THE EXERCISE:
Repeat the entries below word for word, taking only the stretch from the line containing "Each instance of the tree" through the end of the entries.

Rows from a dataset:
-- begin --

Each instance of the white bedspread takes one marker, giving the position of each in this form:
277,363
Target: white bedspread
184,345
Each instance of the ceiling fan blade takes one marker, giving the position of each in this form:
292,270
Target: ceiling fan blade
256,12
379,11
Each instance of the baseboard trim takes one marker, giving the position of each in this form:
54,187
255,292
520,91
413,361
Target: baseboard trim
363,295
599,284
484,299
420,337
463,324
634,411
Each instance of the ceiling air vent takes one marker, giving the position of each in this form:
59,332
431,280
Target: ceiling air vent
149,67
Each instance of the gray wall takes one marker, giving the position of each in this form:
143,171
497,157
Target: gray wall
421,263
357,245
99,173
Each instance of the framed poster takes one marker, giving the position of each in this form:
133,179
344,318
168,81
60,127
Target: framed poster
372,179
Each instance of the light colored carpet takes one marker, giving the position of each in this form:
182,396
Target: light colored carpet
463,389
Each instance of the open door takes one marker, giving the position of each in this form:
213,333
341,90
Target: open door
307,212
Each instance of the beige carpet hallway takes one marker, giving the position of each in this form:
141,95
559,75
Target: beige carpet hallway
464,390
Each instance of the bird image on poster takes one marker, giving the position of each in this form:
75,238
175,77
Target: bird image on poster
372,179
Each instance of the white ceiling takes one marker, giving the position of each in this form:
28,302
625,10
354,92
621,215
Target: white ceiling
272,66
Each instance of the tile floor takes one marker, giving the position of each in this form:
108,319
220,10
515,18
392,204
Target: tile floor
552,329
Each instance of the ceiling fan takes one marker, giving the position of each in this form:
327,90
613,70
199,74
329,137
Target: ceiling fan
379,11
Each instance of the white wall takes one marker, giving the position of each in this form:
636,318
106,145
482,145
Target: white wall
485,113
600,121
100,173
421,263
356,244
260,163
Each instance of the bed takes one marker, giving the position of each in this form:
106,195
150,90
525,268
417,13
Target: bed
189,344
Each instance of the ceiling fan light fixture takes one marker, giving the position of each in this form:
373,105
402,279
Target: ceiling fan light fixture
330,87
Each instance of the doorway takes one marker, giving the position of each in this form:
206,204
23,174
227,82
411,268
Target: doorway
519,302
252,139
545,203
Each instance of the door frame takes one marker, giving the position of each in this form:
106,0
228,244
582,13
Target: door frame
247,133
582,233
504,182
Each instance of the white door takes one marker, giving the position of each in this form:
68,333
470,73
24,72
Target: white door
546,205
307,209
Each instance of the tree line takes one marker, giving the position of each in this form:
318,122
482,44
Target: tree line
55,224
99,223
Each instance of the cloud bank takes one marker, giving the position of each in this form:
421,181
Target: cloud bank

-- end --

OUTPUT BELOW:
Each instance of the tree line takes one marker, giving the position of each in this form:
318,122
482,44
Target: tree line
55,224
99,223
Each instance of the cloud bank takes one marker, giving the position of each in this form:
421,181
Target: cloud bank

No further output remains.